**Extrait source:**
===
Film somme de son auteur, Mulholland Drive fait partie de ces films classés classiques instantanés que le temps ne semble pas affecter. Ayant fasciné et dérouté à sa sortie, le film conserve, alors que s'approche doucement son vingtième anniversaire, un pouvoir intact. Jamais, sans doute, David Lynch n'aura été aussi libre et en pleine possession de ses moyens qu'avec cette énième relecture du Film Noir, aboutissement d'une recherche thématique et formelle de près de quinze ans.
Pourtant, le film aurait pu ne jamais voir le jour. Au départ destiné à être un spin-off de Twin Peaks, le projet Mulholland Drive tombe à l'eau après que la chaîne ABC décida de ne pas commander d'autres épisodes, effaré par le pilote livré par Lynch. Il faudra attendre deux ans pendant lesquels un ami producteur français du cinéaste s'occupera de réunir les fonds nécessaires à transformer le pilote en film de cinéma. D'abord effrayé par cette idée, Lynch, qui avoue avoir été alors pris presque au dépourvu, trouvera le moyen de construire un épilogue à cette histoire qui éclairera rétrospectivement l'ensemble. Découlera de ce qui pourrait s'apparenter à un bricolage sans doute le plus grand film de son auteur.
Mulholland Drive est l'aboutissement de la recherche formelle de Lynch en ce sens où pour profiter au maximum de l'expérience, il faut accepter d'abandonner son besoin de rationalité. Pas besoin de tout comprendre, l'essentiel est de ressentir. Il est d'autant plus facile de se laisser prendre au jeu que l'on sent presque instinctivement que l'on se remet à un cinéaste qui sait ce qu'il fait. La compréhension de tous les tenants et aboutissants du récit compte moins que les émotions provoquées par les différentes scènes de ce récit que Lynch s'amuse à déstructurer. Si l'on veut vraiment tenter de reconstruire le fil des événements, des clés sont laissées à disposition par le cinéaste pour éclairer l'oeuvre. Sommairement, Diane, actrice ratée, a fait assassiner son amante Camilla, actrice en vogue à Hollywood par jalousie. Rongée par le remord, elle rêve de ce qu'aurait pu être sa vie si les choses avaient été différentes et s'imagine en jeune actrice tout fraîchement arrivée dans la cité des anges. Son ancienne amante réapparaît aussi sous les traits d'une amnésique qu'elle va devoir aider à recouvrer la mémoire mais aussi protéger. Après son rêve, ne supportant plus sa culpabilité, elle finit par se suicider.
On pourrait penser que la structure éclatée du film est purement factice et qu'elle ne serait qu'un effet de style. Cela permet pourtant à Lynch d'amener son récit sur un autre terrain en mélangeant rêve, réalité et surtout cauchemar. Ainsi toute la première (longue) partie du film joue sur cette idée d'un Hollywood fantasmé (Naomi Watts est en ce sens exceptionnelle quand elle joue l'actrice fraîchement débarquée de sa campagne natale, un peu gauche et à l'enthousiasme flirtant avec la niaiserie) qui dissimule un autre Hollywood cauchemardesque où la mafia contrôle les artistes et où on fait assassiner des actrices le long d'une route sombre.
===
**Données enregistrées:**
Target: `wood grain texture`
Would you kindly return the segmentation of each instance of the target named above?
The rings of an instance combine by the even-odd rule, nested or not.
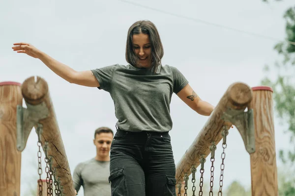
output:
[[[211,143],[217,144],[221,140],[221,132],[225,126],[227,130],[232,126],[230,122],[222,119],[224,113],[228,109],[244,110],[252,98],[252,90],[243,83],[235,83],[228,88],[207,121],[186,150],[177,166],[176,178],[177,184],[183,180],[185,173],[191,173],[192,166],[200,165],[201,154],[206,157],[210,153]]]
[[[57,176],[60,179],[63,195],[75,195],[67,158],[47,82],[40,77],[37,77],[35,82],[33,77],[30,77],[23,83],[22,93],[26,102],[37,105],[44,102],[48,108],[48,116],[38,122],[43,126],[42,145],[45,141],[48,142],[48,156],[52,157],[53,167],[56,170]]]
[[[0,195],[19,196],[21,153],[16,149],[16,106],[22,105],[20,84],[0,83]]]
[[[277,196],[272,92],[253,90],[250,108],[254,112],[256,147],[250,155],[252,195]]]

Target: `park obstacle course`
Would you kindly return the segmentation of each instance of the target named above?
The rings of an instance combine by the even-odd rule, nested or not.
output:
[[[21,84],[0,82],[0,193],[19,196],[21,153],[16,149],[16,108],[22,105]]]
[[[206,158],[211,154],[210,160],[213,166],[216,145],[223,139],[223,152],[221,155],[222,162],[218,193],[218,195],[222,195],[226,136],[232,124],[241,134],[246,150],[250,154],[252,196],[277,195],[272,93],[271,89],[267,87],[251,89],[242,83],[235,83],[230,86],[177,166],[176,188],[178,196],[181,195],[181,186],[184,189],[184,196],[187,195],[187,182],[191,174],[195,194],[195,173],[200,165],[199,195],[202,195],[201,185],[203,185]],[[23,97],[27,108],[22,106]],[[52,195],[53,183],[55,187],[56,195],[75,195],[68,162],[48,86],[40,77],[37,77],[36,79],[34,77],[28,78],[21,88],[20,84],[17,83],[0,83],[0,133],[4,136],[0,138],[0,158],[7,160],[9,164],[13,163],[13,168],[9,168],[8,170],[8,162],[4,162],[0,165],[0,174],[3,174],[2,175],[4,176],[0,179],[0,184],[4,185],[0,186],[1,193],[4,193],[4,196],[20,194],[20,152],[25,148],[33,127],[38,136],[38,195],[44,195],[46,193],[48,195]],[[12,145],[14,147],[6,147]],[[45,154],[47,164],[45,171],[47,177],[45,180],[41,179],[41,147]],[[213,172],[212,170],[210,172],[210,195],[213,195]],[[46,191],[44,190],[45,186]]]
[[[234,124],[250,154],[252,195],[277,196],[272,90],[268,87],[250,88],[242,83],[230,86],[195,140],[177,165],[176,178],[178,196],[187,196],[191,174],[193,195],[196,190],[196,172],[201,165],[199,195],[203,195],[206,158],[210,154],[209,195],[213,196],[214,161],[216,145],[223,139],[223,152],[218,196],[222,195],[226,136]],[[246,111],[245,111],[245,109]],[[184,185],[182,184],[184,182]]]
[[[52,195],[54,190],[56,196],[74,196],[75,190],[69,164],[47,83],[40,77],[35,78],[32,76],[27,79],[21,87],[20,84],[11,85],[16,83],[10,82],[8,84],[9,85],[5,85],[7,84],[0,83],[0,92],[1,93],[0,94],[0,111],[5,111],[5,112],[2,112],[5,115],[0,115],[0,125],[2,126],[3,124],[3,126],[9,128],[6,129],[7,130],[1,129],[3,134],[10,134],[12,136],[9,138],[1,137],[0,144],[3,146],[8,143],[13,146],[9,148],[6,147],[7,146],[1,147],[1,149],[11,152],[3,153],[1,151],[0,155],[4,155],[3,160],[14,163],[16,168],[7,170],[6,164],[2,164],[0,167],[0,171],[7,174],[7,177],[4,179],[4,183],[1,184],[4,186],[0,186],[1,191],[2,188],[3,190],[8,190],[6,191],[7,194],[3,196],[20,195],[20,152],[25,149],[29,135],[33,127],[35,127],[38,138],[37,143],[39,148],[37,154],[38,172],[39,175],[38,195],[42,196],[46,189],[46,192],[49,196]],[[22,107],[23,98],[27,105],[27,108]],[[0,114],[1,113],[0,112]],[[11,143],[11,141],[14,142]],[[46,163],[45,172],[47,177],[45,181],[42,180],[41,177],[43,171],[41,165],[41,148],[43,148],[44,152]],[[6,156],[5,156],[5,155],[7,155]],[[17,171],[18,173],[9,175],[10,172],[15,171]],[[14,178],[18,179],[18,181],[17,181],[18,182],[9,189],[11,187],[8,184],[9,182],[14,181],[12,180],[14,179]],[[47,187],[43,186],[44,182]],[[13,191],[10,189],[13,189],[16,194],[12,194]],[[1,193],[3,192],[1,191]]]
===
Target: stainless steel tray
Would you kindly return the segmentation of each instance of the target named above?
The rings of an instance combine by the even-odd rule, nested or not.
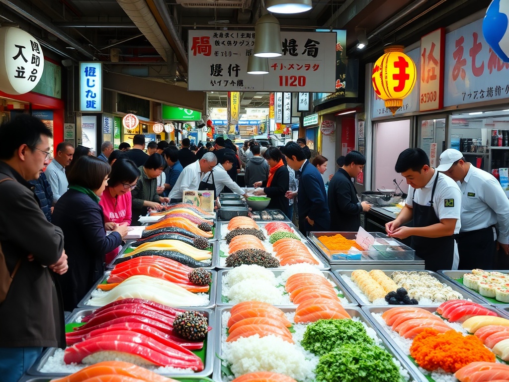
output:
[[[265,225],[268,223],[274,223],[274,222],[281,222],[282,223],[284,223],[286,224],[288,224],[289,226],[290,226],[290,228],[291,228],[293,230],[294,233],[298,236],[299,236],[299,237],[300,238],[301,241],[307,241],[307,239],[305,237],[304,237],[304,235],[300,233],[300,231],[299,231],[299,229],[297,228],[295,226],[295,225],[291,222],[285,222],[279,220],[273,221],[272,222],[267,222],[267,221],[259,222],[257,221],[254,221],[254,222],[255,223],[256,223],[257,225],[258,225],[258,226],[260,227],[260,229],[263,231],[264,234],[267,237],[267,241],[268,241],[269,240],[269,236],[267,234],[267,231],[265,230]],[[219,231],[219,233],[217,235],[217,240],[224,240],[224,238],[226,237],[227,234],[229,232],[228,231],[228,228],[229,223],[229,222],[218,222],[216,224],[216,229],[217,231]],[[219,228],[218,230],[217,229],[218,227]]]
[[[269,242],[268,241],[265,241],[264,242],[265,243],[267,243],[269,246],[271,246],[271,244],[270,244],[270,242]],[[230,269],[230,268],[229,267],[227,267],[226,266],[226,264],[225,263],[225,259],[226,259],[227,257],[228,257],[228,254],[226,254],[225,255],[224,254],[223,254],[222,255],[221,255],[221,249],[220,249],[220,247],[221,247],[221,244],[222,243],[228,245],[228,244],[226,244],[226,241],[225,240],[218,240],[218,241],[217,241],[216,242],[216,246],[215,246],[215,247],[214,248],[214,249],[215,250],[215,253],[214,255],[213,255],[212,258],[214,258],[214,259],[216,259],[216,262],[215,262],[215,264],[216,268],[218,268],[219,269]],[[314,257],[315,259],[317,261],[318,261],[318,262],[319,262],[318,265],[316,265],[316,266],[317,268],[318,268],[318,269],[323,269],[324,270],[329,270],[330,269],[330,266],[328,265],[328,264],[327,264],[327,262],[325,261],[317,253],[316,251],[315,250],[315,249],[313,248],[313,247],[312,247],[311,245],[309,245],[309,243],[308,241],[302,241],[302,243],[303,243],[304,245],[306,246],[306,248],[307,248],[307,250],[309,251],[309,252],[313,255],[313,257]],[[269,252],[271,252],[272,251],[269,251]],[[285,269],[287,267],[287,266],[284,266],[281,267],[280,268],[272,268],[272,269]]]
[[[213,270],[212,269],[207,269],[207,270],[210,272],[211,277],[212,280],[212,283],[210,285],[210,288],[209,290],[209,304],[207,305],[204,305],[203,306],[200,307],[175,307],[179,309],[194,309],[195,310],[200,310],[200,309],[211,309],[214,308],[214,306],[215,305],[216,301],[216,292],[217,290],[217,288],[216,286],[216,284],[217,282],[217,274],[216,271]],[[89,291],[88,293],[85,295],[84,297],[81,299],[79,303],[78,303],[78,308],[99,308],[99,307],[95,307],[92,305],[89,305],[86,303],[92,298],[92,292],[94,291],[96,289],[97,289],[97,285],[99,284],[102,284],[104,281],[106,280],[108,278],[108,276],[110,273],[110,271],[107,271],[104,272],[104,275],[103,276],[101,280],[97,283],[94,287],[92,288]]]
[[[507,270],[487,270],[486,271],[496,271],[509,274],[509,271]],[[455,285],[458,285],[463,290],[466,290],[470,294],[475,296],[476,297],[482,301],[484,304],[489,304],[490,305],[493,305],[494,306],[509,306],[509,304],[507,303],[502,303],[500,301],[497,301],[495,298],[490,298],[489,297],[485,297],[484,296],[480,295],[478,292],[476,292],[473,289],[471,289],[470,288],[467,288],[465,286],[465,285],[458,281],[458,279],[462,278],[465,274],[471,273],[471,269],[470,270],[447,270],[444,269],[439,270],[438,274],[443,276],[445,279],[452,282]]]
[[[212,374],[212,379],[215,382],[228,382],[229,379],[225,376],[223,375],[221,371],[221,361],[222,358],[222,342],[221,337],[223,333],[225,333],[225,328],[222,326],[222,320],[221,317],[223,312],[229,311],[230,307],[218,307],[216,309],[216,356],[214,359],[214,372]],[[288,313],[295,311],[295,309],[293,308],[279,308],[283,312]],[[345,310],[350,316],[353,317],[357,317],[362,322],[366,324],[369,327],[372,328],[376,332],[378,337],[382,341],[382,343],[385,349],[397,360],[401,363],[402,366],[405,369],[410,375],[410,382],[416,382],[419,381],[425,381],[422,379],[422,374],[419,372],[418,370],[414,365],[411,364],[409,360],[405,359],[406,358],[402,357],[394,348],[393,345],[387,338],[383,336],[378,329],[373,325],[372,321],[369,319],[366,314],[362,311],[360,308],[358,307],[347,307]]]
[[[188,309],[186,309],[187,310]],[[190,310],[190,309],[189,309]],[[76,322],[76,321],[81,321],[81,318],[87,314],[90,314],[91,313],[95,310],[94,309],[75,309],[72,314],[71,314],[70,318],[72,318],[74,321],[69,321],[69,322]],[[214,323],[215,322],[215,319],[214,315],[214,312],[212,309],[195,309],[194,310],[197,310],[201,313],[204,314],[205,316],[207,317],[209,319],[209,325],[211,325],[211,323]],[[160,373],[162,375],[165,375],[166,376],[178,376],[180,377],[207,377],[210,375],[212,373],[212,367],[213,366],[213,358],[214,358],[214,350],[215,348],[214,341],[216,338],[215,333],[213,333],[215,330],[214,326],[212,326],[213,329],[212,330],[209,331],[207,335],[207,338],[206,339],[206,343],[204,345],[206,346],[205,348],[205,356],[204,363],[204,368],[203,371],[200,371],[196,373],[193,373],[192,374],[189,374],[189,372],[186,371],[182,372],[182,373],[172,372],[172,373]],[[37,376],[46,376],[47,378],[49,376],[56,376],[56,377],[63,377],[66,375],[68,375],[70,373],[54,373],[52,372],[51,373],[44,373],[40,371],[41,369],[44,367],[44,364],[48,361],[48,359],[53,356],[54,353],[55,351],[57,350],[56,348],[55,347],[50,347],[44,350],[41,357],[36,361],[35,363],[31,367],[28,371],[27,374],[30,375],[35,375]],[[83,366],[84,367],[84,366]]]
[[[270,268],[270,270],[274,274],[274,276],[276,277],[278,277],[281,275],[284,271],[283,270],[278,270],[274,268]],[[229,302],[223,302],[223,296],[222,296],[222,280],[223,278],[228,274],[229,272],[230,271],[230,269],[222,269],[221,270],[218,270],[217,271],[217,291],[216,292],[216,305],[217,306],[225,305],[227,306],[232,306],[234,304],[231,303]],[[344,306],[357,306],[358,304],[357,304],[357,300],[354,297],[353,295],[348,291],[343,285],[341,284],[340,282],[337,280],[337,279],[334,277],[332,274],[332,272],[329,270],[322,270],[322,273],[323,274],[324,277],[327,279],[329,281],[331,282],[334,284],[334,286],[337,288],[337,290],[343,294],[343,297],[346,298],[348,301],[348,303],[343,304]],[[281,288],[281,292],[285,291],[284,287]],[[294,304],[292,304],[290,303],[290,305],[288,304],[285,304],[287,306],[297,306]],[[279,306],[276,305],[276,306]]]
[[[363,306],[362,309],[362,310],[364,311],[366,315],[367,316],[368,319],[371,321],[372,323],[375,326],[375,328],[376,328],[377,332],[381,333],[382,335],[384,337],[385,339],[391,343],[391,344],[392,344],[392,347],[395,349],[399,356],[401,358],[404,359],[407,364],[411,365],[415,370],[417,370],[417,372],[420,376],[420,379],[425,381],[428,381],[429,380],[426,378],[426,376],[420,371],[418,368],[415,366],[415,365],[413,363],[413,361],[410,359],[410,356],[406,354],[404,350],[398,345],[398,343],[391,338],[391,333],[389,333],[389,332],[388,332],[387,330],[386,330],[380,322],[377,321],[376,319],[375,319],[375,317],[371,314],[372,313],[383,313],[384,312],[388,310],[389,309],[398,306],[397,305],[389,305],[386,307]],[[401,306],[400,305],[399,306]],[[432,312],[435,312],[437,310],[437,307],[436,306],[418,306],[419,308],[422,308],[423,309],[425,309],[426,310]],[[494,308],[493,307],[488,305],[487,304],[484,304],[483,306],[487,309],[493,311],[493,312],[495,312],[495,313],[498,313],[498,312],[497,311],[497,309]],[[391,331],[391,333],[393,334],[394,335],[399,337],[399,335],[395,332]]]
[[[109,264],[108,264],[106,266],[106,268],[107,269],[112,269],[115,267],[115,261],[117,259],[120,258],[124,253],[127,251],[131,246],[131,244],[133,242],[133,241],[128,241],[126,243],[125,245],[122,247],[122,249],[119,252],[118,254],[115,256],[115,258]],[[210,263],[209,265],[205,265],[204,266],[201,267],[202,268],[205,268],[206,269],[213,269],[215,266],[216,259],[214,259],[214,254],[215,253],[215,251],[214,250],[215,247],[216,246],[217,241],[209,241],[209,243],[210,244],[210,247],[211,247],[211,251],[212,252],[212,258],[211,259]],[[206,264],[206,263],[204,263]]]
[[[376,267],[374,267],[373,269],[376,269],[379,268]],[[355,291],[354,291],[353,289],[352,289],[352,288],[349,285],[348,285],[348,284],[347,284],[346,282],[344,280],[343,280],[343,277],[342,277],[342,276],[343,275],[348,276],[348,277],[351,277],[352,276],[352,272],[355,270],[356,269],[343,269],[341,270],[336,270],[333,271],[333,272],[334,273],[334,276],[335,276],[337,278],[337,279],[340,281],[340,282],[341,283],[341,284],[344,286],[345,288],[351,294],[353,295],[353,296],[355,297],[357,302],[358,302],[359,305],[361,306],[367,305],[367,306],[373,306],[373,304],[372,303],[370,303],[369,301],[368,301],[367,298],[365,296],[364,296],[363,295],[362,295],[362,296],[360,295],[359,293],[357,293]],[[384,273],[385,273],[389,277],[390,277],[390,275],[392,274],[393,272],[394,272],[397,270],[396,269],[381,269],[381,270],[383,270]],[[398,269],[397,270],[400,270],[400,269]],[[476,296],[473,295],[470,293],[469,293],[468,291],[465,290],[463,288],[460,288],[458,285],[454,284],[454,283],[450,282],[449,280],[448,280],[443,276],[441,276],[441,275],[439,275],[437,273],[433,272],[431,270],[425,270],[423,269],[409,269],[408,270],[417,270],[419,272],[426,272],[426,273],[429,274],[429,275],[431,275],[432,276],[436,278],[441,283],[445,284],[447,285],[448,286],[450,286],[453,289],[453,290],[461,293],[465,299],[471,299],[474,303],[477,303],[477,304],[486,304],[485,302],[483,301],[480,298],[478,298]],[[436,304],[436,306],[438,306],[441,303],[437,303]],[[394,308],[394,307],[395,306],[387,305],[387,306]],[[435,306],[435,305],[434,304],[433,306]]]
===
**Objectifs:**
1. D'après l'extrait sur Mulholland Drive, à quoi le projet était-il destiné au départ ?
2. Rédigez la suite de l'extrait sur Mulholland Drive, en reprenant après sa dernière phrase.

**Résultats de l'exercice:**
1. À être un spin-off de Twin Peaks.

2.
Toute cette partie permet à Lynch de s'en donner à cœur joie tant on le sent totalement libre, à l'aise avec toutes les ruptures de ton, capable de livrer une scène tétanisante (le rêve de Patrick Fischler) et d'enchaîner sur une scène semblant sortir d'une screwball comedie (la scène avec le tueur à gage Mark Pellegrino). Ce mélange des genres et des tons culmine lors de la scène au club Silencio qui fonctionne presque comme une mise en abyme du film et de l'oeuvre de Lynch avec cette chanteuse qui nous offre un moment d'émotion d'une beauté renversante mais dont la chute révèle finalement tout l'artifice.
La seconde partie, par opposition, semblera peut être un peu plus précipitée. Elle permet pourtant d'éclairer rétrospectivement tout ce que nous venons de voir au risque de laisser l'impression d'avoir été « manipulé ». Cette partie n'en demeure pas moins fascinante notamment grâce à cette scène du dîner où Diane semble revoir, en arrière plan, de nombreux personnage de son rêve, comme des esprits venus d'outre-tombe pour la hanter.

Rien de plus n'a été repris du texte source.